Sentenza Sentenza Cassazione Civile n. 7764 del 05/04/2011

Cassazione civile sez. VI, 05/04/2011, (ud. 18/03/2011, dep. 05/04/2011), n.7764

LA CORTE SUPREMA DI CASSAZIONE

SEZIONE SESTA CIVILE

SOTTOSEZIONE 2

Composta dagli Ill.mi Sigg.ri Magistrati:

Dott. SETTIMJ Giovanni – Presidente –

Dott. PETITTI Stefano – Consigliere –

Dott. BERTUZZI Mario – Consigliere –

Dott. CARRATO Aldo – rel. Consigliere –

Dott. FALASCHI Milena – Consigliere –

ha pronunciato la seguente:

ordinanza

sul ricorso proposto da:

T.M. (C.F.: (OMISSIS)), rappresentato e difeso

dagli Avv.ti Bossi Claudio ed Enrico Dante in virtu’ di procura

speciale a margine del ricorso ed elettivamente domiciliato presso lo

studio de secondo, in Roma, v. Tacito, n. 10;

– ricorrente –

contro

UFFICIO TERRITORIALE DEL GOVERNO della Provincia di Novara, in

persona del Prefetto pro tempore, rappresentato e difeso

dall’Avvocatura Generale dello Stato e domiciliata “ex lege” presso i

suoi Uffici in Roma, v. dei Portoghesi, n. 12;

– controricorrente –

per a cassazione dell’ordinanza L. n. 689 del 1981, ex art. 23, comma

5, del Giudice di pace di Novara adottata all’udienza del 14 dicembre

2009 nella causa iscritta al N.R.G. 2029/09.

Udita la relazione della causa svolta nella camera di consiglio del

18 marzo 2011 dal Consigliere relatore Dott. Aldo Carrato;

Sentite le conclusioni dell’Avv. Enrico Dante per il ricorrente;

sentito il Pubblico Ministero, in persona del Sostituto Procuratore

Generale dott. VELARDI Maurizio, che ha concluso: “nulla osserva”.

Fatto

RILEVATO IN FATTO

che il consigliere designato ha depositato, in data 10 febbraio 2011, la seguente proposta di definizione, ai sensi dell’art. 380 bis c.p.c.:

“Il sig. T.M., con ricorso depositato il 9 settembre 2009 presso la cancelleria del Giudice di pace di Novara, proponeva, ex art. 204 bis C.d.S., opposizione avverso alcuni verbali relativi a violazioni al suddetto C.d.S., in conseguenza della quale il giudice adito fissava, provvedendo ai necessari adempimenti, la prescritta udienza di comparizione e di discussione per il giorno 14 dicembre 2009, ore 9,00. All’udienza tenuta in tale giorno, il menzionato Giudice di pace, verificato che il ricorrente non era comparso e che non sussistevano i presupposti, sulla scorta dei documenti prodotti, per pervenire all’accoglimento del ricorso, convalidava, ai sensi della L. n. 689 del 1981, art. 23, comma 5, i provvedimenti impugnati, chiudendo il relativo verbale alle ore 9,10.

Dati registrati |
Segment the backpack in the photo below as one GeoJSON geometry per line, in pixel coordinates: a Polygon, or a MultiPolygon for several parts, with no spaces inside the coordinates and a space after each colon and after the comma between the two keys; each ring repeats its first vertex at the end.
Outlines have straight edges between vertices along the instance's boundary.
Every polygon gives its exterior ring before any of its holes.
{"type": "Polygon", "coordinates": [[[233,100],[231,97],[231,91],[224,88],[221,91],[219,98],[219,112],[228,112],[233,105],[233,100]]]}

Attività da svolgere |
1) Elenca i magistrati che compongono la Corte nel brano citato, indicando per ciascuno il ruolo.
2) Ricopia dal brano citato il testo che va da "per a cassazione" fino a "al N.R.G. 2029/09." incluso.

Soluzioni degli esercizi |
1)
- Giovanni Settimj, Presidente
- Stefano Petitti, Consigliere
- Mario Bertuzzi, Consigliere
- Aldo Carrato, Consigliere relatore
- Milena Falaschi, Consigliere

2)
per a cassazione dell’ordinanza L. n. 689 del 1981, ex art. 23, comma

5, del Giudice di pace di Novara adottata all’udienza del 14 dicembre

2009 nella causa iscritta al N.R.G. 2029/09.